• _REQUIRED ACTION_
Exact copies of all the records are the expected output.

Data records
"""
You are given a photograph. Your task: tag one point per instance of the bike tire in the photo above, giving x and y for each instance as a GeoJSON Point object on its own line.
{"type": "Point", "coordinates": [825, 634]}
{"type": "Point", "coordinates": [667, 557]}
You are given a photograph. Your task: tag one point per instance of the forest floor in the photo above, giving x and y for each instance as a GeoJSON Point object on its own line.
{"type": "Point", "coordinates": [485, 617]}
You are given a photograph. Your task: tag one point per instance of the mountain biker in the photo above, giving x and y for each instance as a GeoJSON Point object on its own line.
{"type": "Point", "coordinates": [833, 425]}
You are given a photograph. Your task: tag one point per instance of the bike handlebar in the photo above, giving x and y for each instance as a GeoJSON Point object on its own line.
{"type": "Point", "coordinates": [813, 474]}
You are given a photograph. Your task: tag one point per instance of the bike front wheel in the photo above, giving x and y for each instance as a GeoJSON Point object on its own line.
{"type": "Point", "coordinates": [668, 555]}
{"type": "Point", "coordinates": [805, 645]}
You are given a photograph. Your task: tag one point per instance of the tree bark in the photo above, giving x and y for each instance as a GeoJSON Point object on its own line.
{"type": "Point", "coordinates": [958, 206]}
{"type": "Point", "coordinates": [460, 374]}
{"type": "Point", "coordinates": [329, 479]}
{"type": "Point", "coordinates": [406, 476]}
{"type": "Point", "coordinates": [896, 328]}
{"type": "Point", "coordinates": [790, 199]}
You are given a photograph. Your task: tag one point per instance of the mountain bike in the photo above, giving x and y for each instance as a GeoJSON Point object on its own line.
"""
• _RESPONSE AREA_
You are given a photograph. Your task: tag one point per instance of the bike tire in the photo above, giving x and y for each instance as a GeoJSON Point object on its own line.
{"type": "Point", "coordinates": [825, 634]}
{"type": "Point", "coordinates": [667, 557]}
You are given a photograph. Your task: tag one point per instance of the forest floor in the photo above, giving x and y for each instance as a GeoJSON Point object on its own line.
{"type": "Point", "coordinates": [485, 617]}
You are given a photograph. Your task: tag one point per instance of the mountain biker in the photo above, giving x and y for each instance as a GeoJSON Point object on its own line.
{"type": "Point", "coordinates": [833, 425]}
You are given a photograph. Your task: tag one point per instance of the bike handlebar in the photo above, giving x and y for each instance as a GeoJSON Point object on its own line.
{"type": "Point", "coordinates": [813, 474]}
You are given a photograph. Your task: tag one point per instance of the bike front wheel in the photo above, giving x and y for each instance as a GeoJSON Point object on its own line.
{"type": "Point", "coordinates": [668, 555]}
{"type": "Point", "coordinates": [805, 645]}
You are given a photograph. Your task: tag one point per instance of the tree bark in the photo above, giving x and y for each instance as a GeoJSON Point object on its own line.
{"type": "Point", "coordinates": [958, 206]}
{"type": "Point", "coordinates": [460, 374]}
{"type": "Point", "coordinates": [329, 479]}
{"type": "Point", "coordinates": [406, 476]}
{"type": "Point", "coordinates": [896, 328]}
{"type": "Point", "coordinates": [790, 199]}
You are given a photograph. Your task: tag one point per instance of the mountain bike in the photo above, giving x and y for each instance as a GeoJSON Point object on its own line.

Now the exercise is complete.